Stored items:
Segment Open

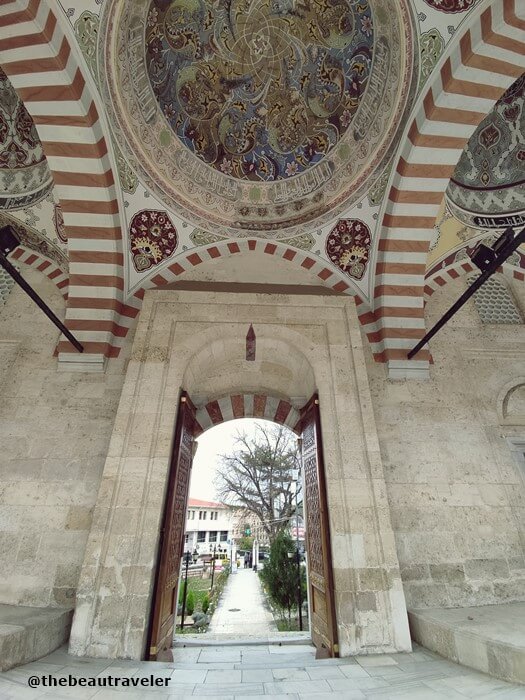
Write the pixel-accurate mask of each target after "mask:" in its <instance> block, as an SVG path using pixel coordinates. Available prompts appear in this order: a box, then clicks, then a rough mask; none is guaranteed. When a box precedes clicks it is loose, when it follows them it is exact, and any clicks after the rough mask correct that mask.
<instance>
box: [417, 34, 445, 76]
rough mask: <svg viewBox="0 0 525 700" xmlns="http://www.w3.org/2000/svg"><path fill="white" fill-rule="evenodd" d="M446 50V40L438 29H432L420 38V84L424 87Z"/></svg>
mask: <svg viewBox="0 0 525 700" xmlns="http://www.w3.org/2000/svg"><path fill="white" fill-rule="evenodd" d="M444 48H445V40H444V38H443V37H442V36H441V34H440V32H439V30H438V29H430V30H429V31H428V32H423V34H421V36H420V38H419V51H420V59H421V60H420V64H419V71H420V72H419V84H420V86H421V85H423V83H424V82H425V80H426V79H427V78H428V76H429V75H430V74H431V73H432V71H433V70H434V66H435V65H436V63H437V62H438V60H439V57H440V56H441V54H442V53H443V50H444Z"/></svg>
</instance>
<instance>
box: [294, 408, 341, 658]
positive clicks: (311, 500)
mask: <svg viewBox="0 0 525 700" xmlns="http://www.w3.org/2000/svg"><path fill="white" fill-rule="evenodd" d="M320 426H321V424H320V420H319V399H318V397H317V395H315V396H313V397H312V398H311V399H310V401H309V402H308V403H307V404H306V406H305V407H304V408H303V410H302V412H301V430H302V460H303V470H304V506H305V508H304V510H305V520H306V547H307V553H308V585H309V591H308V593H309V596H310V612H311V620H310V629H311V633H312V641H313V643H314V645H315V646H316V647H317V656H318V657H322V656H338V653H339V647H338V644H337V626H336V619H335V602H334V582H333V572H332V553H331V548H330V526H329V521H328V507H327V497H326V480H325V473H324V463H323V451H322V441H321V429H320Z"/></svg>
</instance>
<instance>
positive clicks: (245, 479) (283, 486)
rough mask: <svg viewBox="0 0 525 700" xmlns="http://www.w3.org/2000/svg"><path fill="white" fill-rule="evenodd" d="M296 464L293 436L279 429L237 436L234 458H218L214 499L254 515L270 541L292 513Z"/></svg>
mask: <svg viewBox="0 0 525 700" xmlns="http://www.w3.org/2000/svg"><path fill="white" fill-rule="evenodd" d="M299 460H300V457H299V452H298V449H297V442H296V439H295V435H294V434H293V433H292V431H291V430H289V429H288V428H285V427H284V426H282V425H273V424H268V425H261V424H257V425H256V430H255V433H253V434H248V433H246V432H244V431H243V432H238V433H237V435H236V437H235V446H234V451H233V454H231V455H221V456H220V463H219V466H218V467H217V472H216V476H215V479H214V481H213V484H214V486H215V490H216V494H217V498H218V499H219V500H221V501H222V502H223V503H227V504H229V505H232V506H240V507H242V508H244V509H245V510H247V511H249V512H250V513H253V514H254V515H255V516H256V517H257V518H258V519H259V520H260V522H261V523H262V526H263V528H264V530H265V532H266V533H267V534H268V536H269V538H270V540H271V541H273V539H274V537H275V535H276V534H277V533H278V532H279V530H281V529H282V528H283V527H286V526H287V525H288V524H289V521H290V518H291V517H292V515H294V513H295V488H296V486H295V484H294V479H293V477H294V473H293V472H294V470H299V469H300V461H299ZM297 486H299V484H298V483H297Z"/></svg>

Segment Closed
Segment Open

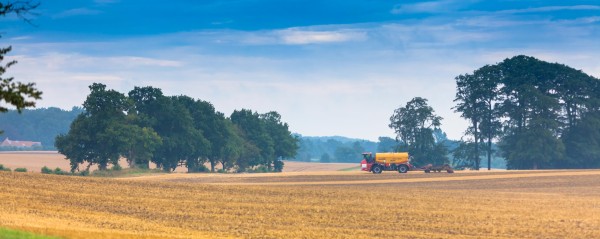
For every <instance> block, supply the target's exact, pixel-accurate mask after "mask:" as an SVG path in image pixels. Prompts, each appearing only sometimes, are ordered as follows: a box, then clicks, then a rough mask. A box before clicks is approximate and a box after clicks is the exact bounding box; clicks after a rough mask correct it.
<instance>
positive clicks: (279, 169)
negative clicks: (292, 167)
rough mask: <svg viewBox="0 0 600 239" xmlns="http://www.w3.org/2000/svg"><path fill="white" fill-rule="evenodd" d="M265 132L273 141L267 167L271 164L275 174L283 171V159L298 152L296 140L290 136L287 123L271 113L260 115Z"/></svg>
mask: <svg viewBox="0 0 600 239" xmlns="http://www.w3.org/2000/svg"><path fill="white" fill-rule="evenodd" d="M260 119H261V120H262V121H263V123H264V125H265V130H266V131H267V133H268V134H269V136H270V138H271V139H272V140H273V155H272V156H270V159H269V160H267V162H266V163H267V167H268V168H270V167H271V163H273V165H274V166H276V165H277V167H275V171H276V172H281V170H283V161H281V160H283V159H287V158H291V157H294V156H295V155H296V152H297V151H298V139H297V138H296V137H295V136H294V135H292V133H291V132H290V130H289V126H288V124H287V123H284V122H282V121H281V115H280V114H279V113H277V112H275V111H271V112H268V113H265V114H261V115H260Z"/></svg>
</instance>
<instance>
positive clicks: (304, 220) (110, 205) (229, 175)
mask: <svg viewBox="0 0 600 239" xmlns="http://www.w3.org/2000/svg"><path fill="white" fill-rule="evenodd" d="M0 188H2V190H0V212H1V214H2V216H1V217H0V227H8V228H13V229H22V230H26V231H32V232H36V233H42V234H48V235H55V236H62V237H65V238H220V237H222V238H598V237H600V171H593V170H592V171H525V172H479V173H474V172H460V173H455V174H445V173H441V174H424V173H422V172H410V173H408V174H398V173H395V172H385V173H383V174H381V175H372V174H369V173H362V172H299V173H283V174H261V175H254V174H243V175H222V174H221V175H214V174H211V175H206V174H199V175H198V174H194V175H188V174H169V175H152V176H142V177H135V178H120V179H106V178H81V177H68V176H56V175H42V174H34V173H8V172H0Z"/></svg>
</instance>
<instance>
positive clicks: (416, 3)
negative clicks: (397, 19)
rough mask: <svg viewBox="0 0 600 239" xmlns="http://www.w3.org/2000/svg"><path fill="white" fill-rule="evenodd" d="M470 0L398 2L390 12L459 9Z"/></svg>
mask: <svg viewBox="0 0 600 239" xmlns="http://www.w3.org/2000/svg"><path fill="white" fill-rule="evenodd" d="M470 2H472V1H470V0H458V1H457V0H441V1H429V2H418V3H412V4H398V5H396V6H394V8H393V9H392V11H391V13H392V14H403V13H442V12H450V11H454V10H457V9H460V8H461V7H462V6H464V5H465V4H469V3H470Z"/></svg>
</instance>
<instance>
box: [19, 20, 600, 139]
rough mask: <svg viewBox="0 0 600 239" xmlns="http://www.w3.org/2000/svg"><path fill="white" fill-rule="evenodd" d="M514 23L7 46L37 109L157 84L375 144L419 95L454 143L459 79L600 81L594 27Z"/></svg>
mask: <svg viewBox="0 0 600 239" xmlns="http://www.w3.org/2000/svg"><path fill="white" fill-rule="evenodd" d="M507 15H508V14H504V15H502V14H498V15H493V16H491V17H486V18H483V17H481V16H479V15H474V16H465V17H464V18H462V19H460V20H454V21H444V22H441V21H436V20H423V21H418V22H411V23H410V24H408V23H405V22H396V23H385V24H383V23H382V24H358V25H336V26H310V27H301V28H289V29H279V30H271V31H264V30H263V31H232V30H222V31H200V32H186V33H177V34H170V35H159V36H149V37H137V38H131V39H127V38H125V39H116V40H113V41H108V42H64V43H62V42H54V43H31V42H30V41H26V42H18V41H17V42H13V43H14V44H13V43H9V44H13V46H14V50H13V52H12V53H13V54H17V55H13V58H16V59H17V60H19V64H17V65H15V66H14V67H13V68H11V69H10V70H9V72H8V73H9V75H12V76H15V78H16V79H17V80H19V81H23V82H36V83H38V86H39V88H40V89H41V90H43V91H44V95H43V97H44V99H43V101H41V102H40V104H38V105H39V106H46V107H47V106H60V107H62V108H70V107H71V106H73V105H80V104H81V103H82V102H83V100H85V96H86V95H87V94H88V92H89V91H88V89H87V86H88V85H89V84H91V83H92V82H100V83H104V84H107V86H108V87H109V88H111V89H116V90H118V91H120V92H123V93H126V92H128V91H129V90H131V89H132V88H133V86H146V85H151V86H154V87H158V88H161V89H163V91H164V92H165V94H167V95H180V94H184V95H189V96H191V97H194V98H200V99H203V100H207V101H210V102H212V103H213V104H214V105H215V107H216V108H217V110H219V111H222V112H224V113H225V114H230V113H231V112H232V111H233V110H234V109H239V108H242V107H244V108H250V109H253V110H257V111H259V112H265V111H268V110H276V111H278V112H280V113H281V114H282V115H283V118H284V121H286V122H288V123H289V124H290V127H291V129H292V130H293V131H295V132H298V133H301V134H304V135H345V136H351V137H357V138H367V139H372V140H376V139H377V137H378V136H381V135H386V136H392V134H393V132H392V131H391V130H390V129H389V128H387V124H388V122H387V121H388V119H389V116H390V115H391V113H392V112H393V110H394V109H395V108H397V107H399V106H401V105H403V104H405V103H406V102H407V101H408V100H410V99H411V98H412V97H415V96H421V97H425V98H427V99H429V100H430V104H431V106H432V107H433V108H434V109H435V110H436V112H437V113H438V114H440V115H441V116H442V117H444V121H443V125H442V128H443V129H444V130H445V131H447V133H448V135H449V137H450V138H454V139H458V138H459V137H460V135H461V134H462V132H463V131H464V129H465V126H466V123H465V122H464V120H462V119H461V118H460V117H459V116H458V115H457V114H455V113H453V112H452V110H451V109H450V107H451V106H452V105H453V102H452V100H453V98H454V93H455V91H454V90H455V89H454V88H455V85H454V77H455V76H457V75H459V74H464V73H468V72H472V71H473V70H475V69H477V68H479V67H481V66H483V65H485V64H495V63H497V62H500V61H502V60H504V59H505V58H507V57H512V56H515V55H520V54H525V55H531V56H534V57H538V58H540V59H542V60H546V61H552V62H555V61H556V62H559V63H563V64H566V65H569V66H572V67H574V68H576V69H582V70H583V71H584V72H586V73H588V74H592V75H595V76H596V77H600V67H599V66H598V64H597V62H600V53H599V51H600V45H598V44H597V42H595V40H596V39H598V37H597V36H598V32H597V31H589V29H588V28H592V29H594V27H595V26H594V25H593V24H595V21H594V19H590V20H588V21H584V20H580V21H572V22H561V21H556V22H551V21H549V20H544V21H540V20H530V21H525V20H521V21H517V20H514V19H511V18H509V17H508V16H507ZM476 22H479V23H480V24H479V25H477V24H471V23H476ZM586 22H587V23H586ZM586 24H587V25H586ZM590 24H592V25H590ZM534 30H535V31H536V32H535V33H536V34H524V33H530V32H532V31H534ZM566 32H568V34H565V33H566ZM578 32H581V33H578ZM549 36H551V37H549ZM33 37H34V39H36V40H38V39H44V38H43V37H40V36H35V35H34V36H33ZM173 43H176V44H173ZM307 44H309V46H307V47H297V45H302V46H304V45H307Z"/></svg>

Segment Closed

* **REQUIREMENT**: Could you set down, exactly as written, the lines above between the one holding "0L398 2L390 12L459" and the one holding "box: [19, 20, 600, 139]", inclusive, and nothing more?

* **ANSWER BELOW**:
rough mask: <svg viewBox="0 0 600 239" xmlns="http://www.w3.org/2000/svg"><path fill="white" fill-rule="evenodd" d="M470 0L398 2L390 12L459 9Z"/></svg>
mask: <svg viewBox="0 0 600 239" xmlns="http://www.w3.org/2000/svg"><path fill="white" fill-rule="evenodd" d="M470 2H472V1H470V0H458V1H457V0H441V1H429V2H418V3H412V4H398V5H396V6H394V8H393V9H392V11H391V13H392V14H403V13H442V12H450V11H454V10H457V9H460V8H461V7H462V6H464V5H465V4H469V3H470Z"/></svg>
</instance>
<instance>
box: [19, 20, 600, 139]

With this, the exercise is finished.